● Questions to answer
(A) In the book review, what did the reviewer love about the book? Answer in one to three sentences.
(B) Copy the book review word for word, starting at "There are plenty" and ending at "we are going.".

● Passage
The tagline says it all: A pilgrimage into the beauty, goodness, and heart of Christianity.
I finished In Search of Deep Faith by Jim Belcher on New Year’s Eve, when the disappointments, frustrations, and celebrations of a year fades, and the turning brings a refreshed hope and energy. This book was a perfect read for this transition into 2014.
I don’t know about you, but I certainly experience moments (that occasionally turn into seasons) of frustration, loneliness, and shallowness. During these times, my faith in Christ feels weak, shallow, and like I’m living on an island while everyone else is laughing at me.
There are plenty of reasons for why this might happen, but what I loved about this book is that Belcher names this struggle in all of us, in our search for a deep and meaningful faith. Throughout the book, he reminds Christians of their need to rediscover our roots, understand that life is a journey, and passionately embrace our destination.
Where we’ve come from.
Where and how we are going.
What’s the end of the story and journey.

● Data for analysis

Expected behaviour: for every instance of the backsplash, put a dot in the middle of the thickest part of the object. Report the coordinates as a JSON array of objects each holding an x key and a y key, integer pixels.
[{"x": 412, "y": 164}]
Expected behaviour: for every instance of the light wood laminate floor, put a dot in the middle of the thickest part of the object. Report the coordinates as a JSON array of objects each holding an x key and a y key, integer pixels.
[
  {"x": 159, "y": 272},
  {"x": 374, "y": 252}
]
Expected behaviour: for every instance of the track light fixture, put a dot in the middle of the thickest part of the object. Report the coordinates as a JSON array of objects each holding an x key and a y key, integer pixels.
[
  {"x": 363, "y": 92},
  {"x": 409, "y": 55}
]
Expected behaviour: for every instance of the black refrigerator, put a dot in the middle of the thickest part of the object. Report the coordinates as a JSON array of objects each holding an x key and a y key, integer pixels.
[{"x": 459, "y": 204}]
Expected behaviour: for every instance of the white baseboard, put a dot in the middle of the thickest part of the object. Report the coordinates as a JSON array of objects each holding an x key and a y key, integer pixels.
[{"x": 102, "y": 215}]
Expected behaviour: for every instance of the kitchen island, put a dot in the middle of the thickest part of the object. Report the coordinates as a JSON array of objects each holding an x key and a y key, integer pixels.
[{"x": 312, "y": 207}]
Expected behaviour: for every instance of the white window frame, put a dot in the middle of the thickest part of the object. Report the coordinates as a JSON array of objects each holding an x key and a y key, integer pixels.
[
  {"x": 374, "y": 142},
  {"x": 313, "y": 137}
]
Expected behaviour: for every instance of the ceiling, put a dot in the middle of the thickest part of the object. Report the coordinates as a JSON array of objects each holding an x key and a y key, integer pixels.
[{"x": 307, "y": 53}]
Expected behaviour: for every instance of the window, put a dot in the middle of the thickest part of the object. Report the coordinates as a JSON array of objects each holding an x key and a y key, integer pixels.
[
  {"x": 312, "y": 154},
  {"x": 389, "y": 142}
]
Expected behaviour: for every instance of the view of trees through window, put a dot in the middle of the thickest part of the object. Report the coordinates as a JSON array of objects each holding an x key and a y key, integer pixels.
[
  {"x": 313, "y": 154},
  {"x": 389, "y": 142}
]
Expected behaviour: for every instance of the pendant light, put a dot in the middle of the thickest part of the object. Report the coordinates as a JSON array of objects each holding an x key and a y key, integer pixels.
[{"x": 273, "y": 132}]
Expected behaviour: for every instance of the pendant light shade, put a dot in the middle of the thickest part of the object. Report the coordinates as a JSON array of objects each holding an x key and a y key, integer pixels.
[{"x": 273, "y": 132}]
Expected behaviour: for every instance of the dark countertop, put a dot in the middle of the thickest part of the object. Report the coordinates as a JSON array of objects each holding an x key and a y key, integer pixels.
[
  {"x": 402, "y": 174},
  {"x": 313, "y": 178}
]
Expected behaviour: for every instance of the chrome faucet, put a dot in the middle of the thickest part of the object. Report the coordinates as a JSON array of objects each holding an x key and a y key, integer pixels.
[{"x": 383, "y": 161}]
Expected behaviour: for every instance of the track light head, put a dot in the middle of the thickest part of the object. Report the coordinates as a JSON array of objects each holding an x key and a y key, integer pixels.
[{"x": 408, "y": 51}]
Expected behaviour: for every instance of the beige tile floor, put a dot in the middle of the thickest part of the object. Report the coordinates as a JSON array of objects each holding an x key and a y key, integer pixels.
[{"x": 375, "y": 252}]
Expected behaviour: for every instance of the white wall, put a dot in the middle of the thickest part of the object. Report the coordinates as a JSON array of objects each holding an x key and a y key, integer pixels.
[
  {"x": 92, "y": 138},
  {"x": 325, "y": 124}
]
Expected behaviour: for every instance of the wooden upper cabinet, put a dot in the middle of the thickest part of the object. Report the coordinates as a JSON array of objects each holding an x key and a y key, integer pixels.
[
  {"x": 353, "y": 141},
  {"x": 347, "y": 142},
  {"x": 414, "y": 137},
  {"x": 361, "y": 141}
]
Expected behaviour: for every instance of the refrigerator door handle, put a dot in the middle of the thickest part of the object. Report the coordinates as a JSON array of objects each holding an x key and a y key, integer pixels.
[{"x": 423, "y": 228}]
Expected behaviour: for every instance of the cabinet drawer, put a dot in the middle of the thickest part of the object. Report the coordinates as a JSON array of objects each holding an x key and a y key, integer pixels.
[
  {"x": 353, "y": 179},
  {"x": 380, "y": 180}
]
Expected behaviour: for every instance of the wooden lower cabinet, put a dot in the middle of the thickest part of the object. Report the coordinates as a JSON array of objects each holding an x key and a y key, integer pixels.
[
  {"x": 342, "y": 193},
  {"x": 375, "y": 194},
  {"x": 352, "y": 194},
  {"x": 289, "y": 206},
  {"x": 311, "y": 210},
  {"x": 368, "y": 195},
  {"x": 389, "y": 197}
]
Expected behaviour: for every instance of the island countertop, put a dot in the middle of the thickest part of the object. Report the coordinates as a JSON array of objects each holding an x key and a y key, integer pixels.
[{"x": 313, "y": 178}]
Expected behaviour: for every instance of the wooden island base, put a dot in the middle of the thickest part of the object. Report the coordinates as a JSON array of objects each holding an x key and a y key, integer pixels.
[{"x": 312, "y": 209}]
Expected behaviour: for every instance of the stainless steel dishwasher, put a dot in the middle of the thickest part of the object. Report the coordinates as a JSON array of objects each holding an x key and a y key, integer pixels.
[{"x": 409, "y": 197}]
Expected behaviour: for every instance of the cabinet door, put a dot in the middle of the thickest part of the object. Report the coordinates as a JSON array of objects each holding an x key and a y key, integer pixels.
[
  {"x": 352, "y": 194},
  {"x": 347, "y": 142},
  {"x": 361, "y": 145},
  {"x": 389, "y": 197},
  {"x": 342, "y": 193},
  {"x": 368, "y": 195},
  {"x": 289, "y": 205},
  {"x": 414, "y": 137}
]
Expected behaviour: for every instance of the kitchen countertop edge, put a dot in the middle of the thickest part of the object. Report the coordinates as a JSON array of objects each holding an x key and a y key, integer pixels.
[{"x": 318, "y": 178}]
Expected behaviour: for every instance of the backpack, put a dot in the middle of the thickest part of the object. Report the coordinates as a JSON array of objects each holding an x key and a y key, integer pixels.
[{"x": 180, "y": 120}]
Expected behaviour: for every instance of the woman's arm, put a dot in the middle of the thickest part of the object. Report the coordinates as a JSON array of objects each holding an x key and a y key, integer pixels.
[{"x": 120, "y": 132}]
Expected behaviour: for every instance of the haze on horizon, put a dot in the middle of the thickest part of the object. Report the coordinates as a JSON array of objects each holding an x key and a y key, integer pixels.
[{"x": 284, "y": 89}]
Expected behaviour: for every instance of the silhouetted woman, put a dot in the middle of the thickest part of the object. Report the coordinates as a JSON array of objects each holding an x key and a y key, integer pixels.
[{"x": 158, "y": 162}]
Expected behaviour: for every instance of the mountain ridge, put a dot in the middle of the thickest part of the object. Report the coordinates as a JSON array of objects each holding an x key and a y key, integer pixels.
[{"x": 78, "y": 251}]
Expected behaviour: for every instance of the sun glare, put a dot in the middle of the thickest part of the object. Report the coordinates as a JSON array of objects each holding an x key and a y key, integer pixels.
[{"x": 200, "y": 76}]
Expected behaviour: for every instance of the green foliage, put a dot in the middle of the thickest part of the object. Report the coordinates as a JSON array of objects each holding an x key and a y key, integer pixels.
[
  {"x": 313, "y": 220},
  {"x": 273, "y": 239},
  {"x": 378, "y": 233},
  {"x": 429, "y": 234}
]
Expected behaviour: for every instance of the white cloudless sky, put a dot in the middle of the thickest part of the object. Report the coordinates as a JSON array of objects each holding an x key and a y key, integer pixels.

● Answers by item number
(A) The reviewer loved that Belcher names a struggle found in all of us: the search for a deep and meaningful faith. Throughout the book, he reminds Christians that they need to rediscover their roots, understand that life is a journey, and passionately embrace their destination.

(B)
There are plenty of reasons for why this might happen, but what I loved about this book is that Belcher names this struggle in all of us, in our search for a deep and meaningful faith. Throughout the book, he reminds Christians of their need to rediscover our roots, understand that life is a journey, and passionately embrace our destination.
Where we’ve come from.
Where and how we are going.